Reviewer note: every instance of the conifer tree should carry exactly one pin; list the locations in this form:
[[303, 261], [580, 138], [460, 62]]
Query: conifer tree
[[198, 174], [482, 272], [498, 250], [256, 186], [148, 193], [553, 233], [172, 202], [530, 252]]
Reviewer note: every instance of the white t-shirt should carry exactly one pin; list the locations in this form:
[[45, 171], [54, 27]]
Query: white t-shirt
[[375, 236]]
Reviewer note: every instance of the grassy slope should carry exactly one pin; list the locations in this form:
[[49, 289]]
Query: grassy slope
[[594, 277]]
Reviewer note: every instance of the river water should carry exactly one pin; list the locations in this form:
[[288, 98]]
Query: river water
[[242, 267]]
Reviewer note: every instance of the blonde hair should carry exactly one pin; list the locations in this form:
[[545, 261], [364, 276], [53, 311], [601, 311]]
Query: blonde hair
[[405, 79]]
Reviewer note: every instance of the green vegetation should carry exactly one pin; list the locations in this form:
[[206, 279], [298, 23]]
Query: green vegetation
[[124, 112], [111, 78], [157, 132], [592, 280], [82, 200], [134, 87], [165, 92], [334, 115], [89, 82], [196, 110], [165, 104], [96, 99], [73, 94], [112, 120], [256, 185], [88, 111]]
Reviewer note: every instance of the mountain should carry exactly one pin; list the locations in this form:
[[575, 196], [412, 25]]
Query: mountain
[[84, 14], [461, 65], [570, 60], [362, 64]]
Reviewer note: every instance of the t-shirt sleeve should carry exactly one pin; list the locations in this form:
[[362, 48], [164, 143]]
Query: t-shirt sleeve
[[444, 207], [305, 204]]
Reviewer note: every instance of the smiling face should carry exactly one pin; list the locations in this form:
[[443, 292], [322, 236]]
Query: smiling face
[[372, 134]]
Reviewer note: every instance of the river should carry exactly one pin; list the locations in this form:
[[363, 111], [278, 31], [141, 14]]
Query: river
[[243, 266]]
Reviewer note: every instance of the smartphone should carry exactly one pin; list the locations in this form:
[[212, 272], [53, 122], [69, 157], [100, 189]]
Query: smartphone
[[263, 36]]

## [El problema]
Entrega en forma de lista JSON de cadenas todo lo que va desde la fila que contiene "Reviewer note: every instance of the smartphone" hasta el final de las filas, con una cadena por línea y sin las líneas en blanco.

## [Solución del ejercicio]
[
  "Reviewer note: every instance of the smartphone should carry exactly one pin; list the locations in this form:",
  "[[212, 272], [53, 122], [69, 157], [100, 189]]",
  "Query: smartphone",
  "[[263, 36]]"
]